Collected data
+++

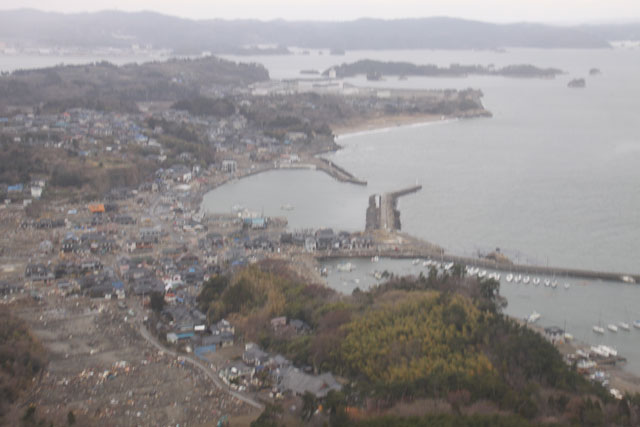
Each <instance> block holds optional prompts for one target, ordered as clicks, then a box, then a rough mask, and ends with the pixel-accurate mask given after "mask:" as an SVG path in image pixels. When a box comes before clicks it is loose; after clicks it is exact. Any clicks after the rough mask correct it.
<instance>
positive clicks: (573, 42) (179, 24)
mask: <svg viewBox="0 0 640 427" xmlns="http://www.w3.org/2000/svg"><path fill="white" fill-rule="evenodd" d="M625 36H627V37H625ZM620 38H640V24H625V25H618V26H616V25H601V26H597V25H591V26H588V25H582V26H574V27H558V26H550V25H542V24H531V23H515V24H492V23H485V22H477V21H469V20H463V19H456V18H444V17H435V18H415V19H398V20H380V19H359V20H356V21H348V22H302V21H297V22H289V21H283V20H275V21H267V22H265V21H257V20H234V21H226V20H198V21H196V20H189V19H183V18H177V17H172V16H167V15H162V14H159V13H155V12H136V13H127V12H117V11H105V12H97V13H81V14H60V13H48V12H40V11H36V10H31V9H20V10H12V11H1V12H0V42H5V43H20V44H23V45H37V46H75V47H86V48H95V47H107V46H109V47H128V46H131V45H132V44H139V45H152V46H153V47H154V48H165V49H171V50H173V51H174V52H176V53H200V52H202V51H211V52H214V53H238V52H242V51H243V47H244V46H247V45H252V46H254V45H258V44H275V45H282V46H298V47H303V48H310V49H317V48H334V49H347V50H354V49H499V48H506V47H532V48H606V47H610V45H609V41H610V40H613V39H620Z"/></svg>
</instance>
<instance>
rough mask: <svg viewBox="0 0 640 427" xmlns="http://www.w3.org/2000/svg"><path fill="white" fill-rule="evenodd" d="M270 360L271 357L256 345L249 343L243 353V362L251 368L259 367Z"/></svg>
mask: <svg viewBox="0 0 640 427" xmlns="http://www.w3.org/2000/svg"><path fill="white" fill-rule="evenodd" d="M268 360H269V355H268V354H267V353H265V352H264V351H262V350H261V349H260V347H258V346H257V345H256V344H254V343H247V344H246V345H245V351H244V353H242V361H243V362H244V363H246V364H247V365H249V366H259V365H262V364H264V363H265V362H267V361H268Z"/></svg>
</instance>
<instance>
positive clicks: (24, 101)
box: [0, 57, 269, 112]
mask: <svg viewBox="0 0 640 427" xmlns="http://www.w3.org/2000/svg"><path fill="white" fill-rule="evenodd" d="M268 79H269V73H268V71H267V70H266V69H265V68H264V67H263V66H261V65H257V64H238V63H234V62H231V61H226V60H222V59H219V58H216V57H206V58H200V59H172V60H169V61H166V62H149V63H145V64H141V65H137V64H129V65H124V66H121V67H118V66H115V65H112V64H110V63H108V62H100V63H96V64H89V65H73V66H57V67H52V68H44V69H38V70H19V71H14V72H13V73H11V74H9V75H4V76H2V77H0V110H1V109H2V107H3V106H9V105H31V106H33V105H43V106H44V109H45V110H47V109H49V110H56V111H57V110H59V111H64V110H65V109H67V108H72V107H84V108H90V109H94V110H107V111H113V110H117V111H129V112H131V111H135V109H136V106H135V102H138V101H172V102H174V101H178V100H181V99H185V98H190V97H194V96H198V95H199V94H200V93H201V92H202V91H203V90H204V91H207V90H215V89H220V88H228V87H234V86H246V85H247V84H250V83H254V82H257V81H263V80H268Z"/></svg>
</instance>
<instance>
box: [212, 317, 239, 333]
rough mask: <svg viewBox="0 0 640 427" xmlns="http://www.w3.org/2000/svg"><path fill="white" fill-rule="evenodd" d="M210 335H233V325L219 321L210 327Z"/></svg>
mask: <svg viewBox="0 0 640 427" xmlns="http://www.w3.org/2000/svg"><path fill="white" fill-rule="evenodd" d="M210 330H211V333H212V334H213V335H220V334H224V333H226V334H232V335H233V334H235V332H236V330H235V328H234V327H233V325H232V324H231V323H229V321H227V320H225V319H222V320H220V321H219V322H218V323H216V324H215V325H211V328H210Z"/></svg>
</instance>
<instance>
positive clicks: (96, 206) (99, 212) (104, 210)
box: [89, 203, 105, 215]
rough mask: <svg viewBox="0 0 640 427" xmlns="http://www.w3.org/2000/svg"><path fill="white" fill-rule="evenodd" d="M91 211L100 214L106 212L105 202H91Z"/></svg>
mask: <svg viewBox="0 0 640 427" xmlns="http://www.w3.org/2000/svg"><path fill="white" fill-rule="evenodd" d="M89 212H91V213H92V214H94V215H100V214H103V213H105V209H104V204H103V203H94V204H90V205H89Z"/></svg>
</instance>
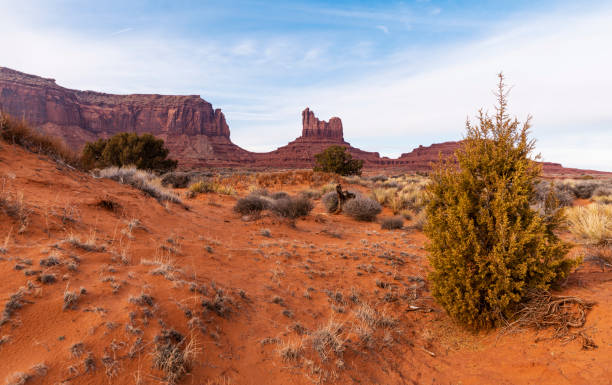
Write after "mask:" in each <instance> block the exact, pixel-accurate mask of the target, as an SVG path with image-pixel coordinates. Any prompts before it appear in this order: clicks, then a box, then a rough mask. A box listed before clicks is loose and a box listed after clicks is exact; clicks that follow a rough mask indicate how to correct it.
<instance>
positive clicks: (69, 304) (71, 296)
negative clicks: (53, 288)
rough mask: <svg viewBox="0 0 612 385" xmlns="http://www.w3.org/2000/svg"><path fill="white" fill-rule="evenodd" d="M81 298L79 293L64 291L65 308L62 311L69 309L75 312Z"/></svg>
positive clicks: (63, 306)
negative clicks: (74, 311)
mask: <svg viewBox="0 0 612 385" xmlns="http://www.w3.org/2000/svg"><path fill="white" fill-rule="evenodd" d="M79 298H80V294H79V293H75V292H73V291H69V290H68V289H66V290H65V291H64V306H63V307H62V310H67V309H72V310H75V309H76V305H77V303H78V302H79Z"/></svg>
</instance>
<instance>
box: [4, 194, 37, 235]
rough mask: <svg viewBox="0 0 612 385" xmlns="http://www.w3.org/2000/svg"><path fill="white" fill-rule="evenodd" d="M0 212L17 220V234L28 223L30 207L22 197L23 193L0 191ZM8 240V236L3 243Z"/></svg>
mask: <svg viewBox="0 0 612 385" xmlns="http://www.w3.org/2000/svg"><path fill="white" fill-rule="evenodd" d="M0 212H2V213H4V214H6V215H8V216H9V217H11V218H13V219H15V220H17V221H19V225H20V227H19V230H18V231H17V232H18V233H19V234H21V233H23V232H24V231H25V230H26V229H27V228H28V225H29V223H30V214H31V213H32V209H31V208H29V207H28V206H27V205H26V203H25V202H24V199H23V194H22V193H18V194H11V193H8V192H4V191H2V192H0ZM7 242H8V238H7V240H6V241H5V243H7Z"/></svg>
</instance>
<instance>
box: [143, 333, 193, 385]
mask: <svg viewBox="0 0 612 385" xmlns="http://www.w3.org/2000/svg"><path fill="white" fill-rule="evenodd" d="M197 354H198V349H197V346H196V342H195V340H194V339H193V338H191V339H190V340H189V341H187V339H186V338H185V337H183V335H182V334H181V333H179V332H177V331H176V330H173V329H171V330H163V331H162V332H161V334H159V335H157V336H156V337H155V355H154V356H153V365H154V367H155V368H156V369H159V370H161V371H162V372H163V373H164V375H165V380H166V382H167V383H168V384H170V385H174V384H176V383H177V382H178V381H179V380H180V379H181V378H182V377H183V376H184V375H185V374H187V372H188V371H189V369H190V366H191V364H192V363H193V361H194V360H195V358H196V356H197Z"/></svg>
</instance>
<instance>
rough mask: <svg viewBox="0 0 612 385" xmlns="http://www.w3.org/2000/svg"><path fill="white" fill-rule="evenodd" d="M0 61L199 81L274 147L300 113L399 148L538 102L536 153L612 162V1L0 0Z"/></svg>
mask: <svg viewBox="0 0 612 385" xmlns="http://www.w3.org/2000/svg"><path fill="white" fill-rule="evenodd" d="M0 10H1V15H2V21H1V22H0V46H1V47H2V49H1V50H0V66H4V67H9V68H13V69H16V70H19V71H23V72H26V73H31V74H36V75H39V76H44V77H50V78H53V79H56V81H57V83H58V84H59V85H61V86H64V87H68V88H74V89H83V90H85V89H87V90H95V91H101V92H109V93H159V94H190V95H192V94H195V95H200V96H201V97H202V98H203V99H205V100H207V101H209V102H210V103H212V104H213V106H214V107H215V108H221V109H222V110H223V112H224V113H225V116H226V119H227V122H228V124H229V126H230V130H231V139H232V141H233V142H234V143H236V144H238V145H239V146H241V147H243V148H246V149H249V150H252V151H270V150H273V149H275V148H276V147H279V146H282V145H285V144H286V143H287V142H289V141H291V140H293V139H295V138H296V137H298V136H299V135H300V134H301V111H302V110H303V109H304V108H305V107H310V108H311V109H312V110H314V111H315V113H316V115H317V117H319V118H320V119H325V120H327V119H329V118H330V117H332V116H338V117H340V118H341V119H342V122H343V126H344V138H345V140H346V141H348V142H350V143H351V144H352V145H353V146H355V147H359V148H361V149H363V150H367V151H378V152H380V153H381V155H385V156H390V157H397V156H399V155H401V154H402V153H404V152H409V151H411V150H412V149H413V148H415V147H417V146H419V145H430V144H432V143H437V142H443V141H448V140H459V139H461V138H462V136H463V134H464V131H465V128H464V127H465V121H466V119H469V118H473V117H474V116H475V115H476V113H477V112H478V110H479V109H481V108H482V109H484V110H485V111H491V112H493V111H494V110H493V106H494V103H495V99H494V95H493V93H492V91H493V89H494V88H495V85H496V81H497V77H496V75H497V73H499V72H500V71H503V73H504V74H505V76H506V82H507V83H508V84H509V85H510V86H511V93H510V96H509V108H510V113H511V114H512V115H516V116H517V117H518V119H519V120H521V121H524V120H525V118H526V117H527V116H528V115H532V116H533V119H532V124H533V127H532V131H531V134H532V137H533V138H535V139H536V141H537V142H536V152H538V153H540V154H541V155H542V159H543V160H545V161H552V162H559V163H562V164H563V165H564V166H566V167H578V168H588V169H597V170H605V171H612V150H611V149H610V147H612V96H611V92H610V89H612V73H611V71H610V69H611V68H612V49H611V48H610V45H611V44H612V3H610V2H609V1H608V2H606V1H597V0H594V1H589V0H585V1H578V2H577V1H547V0H530V1H526V0H514V1H471V0H466V1H459V0H455V1H452V0H446V1H436V0H413V1H347V0H336V1H316V0H315V1H283V2H281V1H263V0H262V1H229V0H226V1H180V0H177V1H161V0H156V1H140V0H133V1H124V0H122V1H115V0H107V1H103V2H101V1H97V2H92V1H51V0H47V1H42V0H41V1H38V0H30V1H19V2H18V1H14V0H10V1H7V0H0Z"/></svg>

+++

Filter the records down to the lines containing the word "pixel", and copy those.

Each <instance> block holds optional prompts for one target, ordered as clicks, then a box, then a rough mask, and ends with the pixel-accurate mask given after "mask:" as an SVG path in image pixels. When a box comes before clicks it is loose; after clicks it is exact. Any clicks after the rough mask correct it.
Write after "mask:" in each <instance> block the exact, pixel-accurate mask of the target, as an SVG path with image-pixel coordinates. Any prompts before it appear in this order: clicks, then a box, then a rough mask. A box listed before clicks is loose and a box listed after clicks is exact; clicks that follow a rough mask indicate how to correct it.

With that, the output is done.